• _SELECTED PASSAGE_:

Have funerals always had people laughing? Or have people adjusted their behaviors to match the extreme amount of deaths they see?

Well, anyhow, life continues. And this is how I know that these are some of the strongest people I have ever met.

Monday, July 21, 2008

The Words of Development

In the beginning, there was a proposal. Someone came along and said “Aah! I know exactly what you need to develop!” Someone else came along and said “Hey that sounds good, it fits with my values and ideals, and will make me look good, here’s some money!”

After the proposal, there was sensitization. Those people, who came along with the perfect ideas on how to make the poor people develop, now have to go to the poor people and tell them about it. Sensitize them to the project.

After sensitization, implementation begins. But aah, we’ve learned from past projects, for example, all the boreholes that were drilled years ago and are no longer maintained. We’re not going to just go in and do all the implementation ourselves, because then the project won’t be sustainable. We’re smarter than that! In order for development to happen, there must be community ownership. In order to create this ownership, people must be empowered. So let’s make the poor people organize themselves to pay for part of what we’re implementing. Hey, we see it as a really good idea for their development, so should they. And if they can’t organize themselves well enough to prove to us that they think it’s a good idea, we’ll move along to the next group of needy poor people and sensitize them. Once a good group of needy poor people has been selected, they can be empowered by organizing themselves, and through this organization, community ownership will be created, and then this project will be sustainable. Also, we need to build capacity so that the poor people have skills to make this development sustainable. This can be done through technical or organizational skills training.

Ooh, another good way to make this sustainable! Let’s work hand-in-hand with government partners, so that when our project phases out, someone will be able to carry on our good work. So at the same time as working with all these poor people, we’ll work at building capacity within the government as well.

And I almost forgot: we need to make this participatory. We’ll use some participatory rural appraisal techniques like wealth ranking, focus group discussions, cards and ladders. What do those mean? Not sure, but if we mention them in our report, our project will be participatory.

Phase Out. Funding has dried up. Let’s write reports now. Also complete a full handover to the government. What was our impact? Who knows…but I’m sure we can find some numbers somewhere. Maybe if we write the word ‘impact’ enough no one will notice how little we actually did.


I’ve bolded a few key development words above. These are the words I hear every day of my life in the NGO sector. They sound so good. But in reality, how much of those words are actually happening? How much meaning do they bear now? Anyone can talk the talk, but who is actually out there, on the ground, facing challenges from every angle (from resources, to people, to weather, to luck, to everything), walking that hard long walk?

• _WRITTEN PROBLEM A_: Condense the paragraph in the post on development jargon that begins "Ooh, another good way to make this sustainable!" into one or two shorter sentences. Keep its main facts.

• _DATASET ROWS_:
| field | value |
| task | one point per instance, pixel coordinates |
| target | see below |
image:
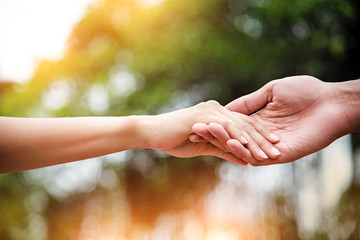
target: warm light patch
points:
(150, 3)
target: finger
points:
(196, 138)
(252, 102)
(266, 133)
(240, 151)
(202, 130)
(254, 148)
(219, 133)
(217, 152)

...

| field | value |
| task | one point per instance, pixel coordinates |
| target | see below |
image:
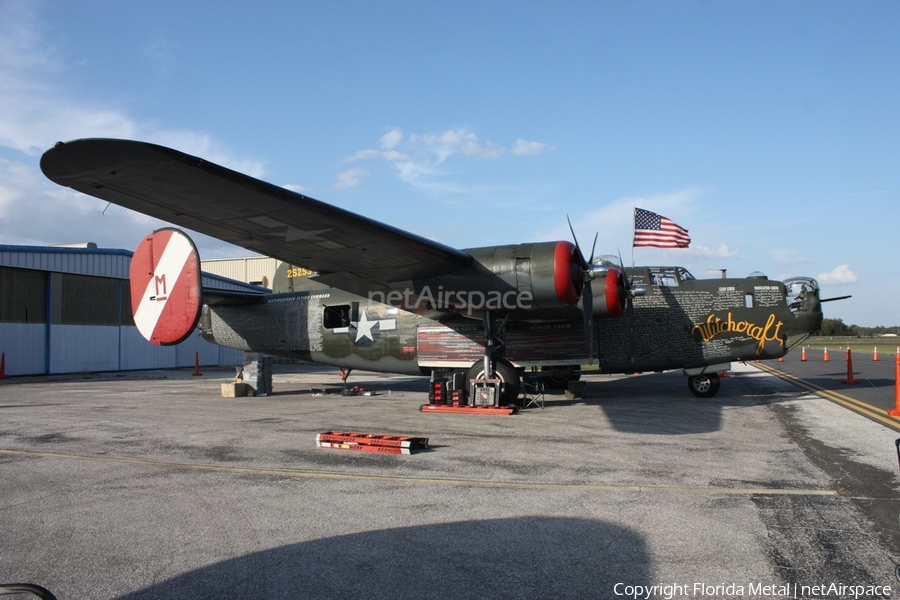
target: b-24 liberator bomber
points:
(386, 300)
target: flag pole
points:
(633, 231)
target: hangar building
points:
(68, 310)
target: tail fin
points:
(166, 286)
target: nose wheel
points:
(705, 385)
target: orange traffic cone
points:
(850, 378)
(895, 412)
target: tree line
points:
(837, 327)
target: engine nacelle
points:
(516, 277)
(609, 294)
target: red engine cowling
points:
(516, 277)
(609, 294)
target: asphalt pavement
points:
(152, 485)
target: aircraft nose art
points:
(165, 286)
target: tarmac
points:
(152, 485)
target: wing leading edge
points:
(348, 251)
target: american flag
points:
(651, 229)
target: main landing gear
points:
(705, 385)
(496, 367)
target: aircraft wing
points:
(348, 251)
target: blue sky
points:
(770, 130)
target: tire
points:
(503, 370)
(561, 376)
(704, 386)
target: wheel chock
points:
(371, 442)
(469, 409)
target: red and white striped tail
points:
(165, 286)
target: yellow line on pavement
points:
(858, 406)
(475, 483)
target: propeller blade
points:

--

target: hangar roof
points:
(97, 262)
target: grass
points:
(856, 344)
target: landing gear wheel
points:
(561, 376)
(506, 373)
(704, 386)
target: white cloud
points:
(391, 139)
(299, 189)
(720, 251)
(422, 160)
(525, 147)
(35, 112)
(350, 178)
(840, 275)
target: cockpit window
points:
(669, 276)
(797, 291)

• _WRITTEN PROBLEM B_: Extract every line from the records that contains the string "engine". Case counts.

• _RESPONSE A_: To make the project more sustainable, it will work with government partners so that someone can carry on the work once the project phases out. Alongside its work with poor people, it will also build capacity within the government.

• _RESPONSE B_:
target: engine nacelle
target: red engine cowling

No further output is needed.